-- Begin Extracted text --

HAVA Before the lockdown, Socially Engaged Practice was the big buzzword of the pre-Rona art landscape. Everyone was in to it. Artists were flocking to local town halls across the country. Arts Council applications have a section where you have to talk about the socially improving effects of your project in order to get funding.

 

MAZ Socially Engaged Practice can be described as an art form where the fundamental material is the relationship between the artist and a community, the process of their relationship. A community can mean anything. Trans people. The people who live on an estate. A knitting group. Muscle gays. 3 people who fell down a well. 40-50 feral hogs. The idea is that the process of relationship building will reveal important truths and needs kept unwittingly secret by the voiceless underclass that the artist chooses to work with. The artist, heroically, gives voice to these people. Although there are sometimes artworks made as a result of the process of interaction, usually public work like sculpture or a wallpainting or a play, oftentimes the process of working together, when shown in a coherent and understandable manner in a gallery or maybe even a trendy warehouse, is the artwork itself.

 

HAVA But we should probably be asking ourselves some questions. Like, why do we need an artist to give people voices, don't they have them already? Who is the artist showing the process to, in coherent and understandable manner? What does coherent and understandable mean? For what purpose? And what is the dynamic of power between the artist and the community they are working in?

-- End Extracted text --
-- Begin Stored rows --

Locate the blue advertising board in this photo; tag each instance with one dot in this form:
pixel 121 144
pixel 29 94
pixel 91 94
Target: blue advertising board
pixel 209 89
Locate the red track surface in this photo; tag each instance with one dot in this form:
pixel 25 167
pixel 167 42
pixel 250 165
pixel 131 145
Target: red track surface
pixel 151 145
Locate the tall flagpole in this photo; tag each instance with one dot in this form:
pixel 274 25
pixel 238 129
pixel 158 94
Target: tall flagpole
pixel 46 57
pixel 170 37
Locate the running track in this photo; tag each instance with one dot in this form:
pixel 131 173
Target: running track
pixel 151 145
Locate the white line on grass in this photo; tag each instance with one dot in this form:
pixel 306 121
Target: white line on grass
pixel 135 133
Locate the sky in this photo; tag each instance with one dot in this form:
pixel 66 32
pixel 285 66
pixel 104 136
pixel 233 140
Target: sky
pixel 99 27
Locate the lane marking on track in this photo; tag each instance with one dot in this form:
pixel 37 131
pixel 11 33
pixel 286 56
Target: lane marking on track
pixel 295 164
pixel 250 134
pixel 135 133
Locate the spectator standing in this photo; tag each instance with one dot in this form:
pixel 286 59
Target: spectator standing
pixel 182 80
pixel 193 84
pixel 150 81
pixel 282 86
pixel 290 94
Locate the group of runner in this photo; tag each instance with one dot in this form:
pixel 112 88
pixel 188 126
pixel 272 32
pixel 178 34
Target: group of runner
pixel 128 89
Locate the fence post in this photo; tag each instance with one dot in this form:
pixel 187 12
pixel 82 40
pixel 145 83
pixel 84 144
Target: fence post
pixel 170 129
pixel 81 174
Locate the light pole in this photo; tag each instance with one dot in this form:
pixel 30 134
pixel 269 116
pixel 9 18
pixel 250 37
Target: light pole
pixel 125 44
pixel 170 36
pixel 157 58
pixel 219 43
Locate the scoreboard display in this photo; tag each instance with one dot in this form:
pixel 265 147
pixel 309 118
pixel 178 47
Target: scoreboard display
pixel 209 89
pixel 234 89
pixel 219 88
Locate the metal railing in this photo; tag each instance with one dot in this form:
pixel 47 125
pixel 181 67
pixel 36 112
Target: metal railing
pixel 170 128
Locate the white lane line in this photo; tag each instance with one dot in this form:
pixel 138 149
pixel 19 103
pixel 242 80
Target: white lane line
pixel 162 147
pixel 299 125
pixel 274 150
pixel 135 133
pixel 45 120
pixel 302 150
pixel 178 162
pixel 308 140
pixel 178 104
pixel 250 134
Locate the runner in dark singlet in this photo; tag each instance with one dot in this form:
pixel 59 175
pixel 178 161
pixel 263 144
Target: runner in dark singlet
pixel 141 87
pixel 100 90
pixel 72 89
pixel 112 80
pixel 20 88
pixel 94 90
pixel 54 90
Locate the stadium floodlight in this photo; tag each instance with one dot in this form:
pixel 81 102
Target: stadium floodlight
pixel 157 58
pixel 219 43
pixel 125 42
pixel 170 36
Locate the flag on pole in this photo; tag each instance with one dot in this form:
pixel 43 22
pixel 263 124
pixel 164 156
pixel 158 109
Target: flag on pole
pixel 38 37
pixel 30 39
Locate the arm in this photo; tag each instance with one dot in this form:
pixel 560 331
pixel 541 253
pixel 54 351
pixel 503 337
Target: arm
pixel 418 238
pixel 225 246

-- End Stored rows --

=== Exercise brief ===
Could you copy the entire conversation about Socially Engaged Practice above, word for word?

=== Exercise answer ===
HAVA Before the lockdown, Socially Engaged Practice was the big buzzword of the pre-Rona art landscape. Everyone was in to it. Artists were flocking to local town halls across the country. Arts Council applications have a section where you have to talk about the socially improving effects of your project in order to get funding.

 

MAZ Socially Engaged Practice can be described as an art form where the fundamental material is the relationship between the artist and a community, the process of their relationship. A community can mean anything. Trans people. The people who live on an estate. A knitting group. Muscle gays. 3 people who fell down a well. 40-50 feral hogs. The idea is that the process of relationship building will reveal important truths and needs kept unwittingly secret by the voiceless underclass that the artist chooses to work with. The artist, heroically, gives voice to these people. Although there are sometimes artworks made as a result of the process of interaction, usually public work like sculpture or a wallpainting or a play, oftentimes the process of working together, when shown in a coherent and understandable manner in a gallery or maybe even a trendy warehouse, is the artwork itself.

 

HAVA But we should probably be asking ourselves some questions. Like, why do we need an artist to give people voices, don't they have them already? Who is the artist showing the process to, in coherent and understandable manner? What does coherent and understandable mean? For what purpose? And what is the dynamic of power between the artist and the community they are working in?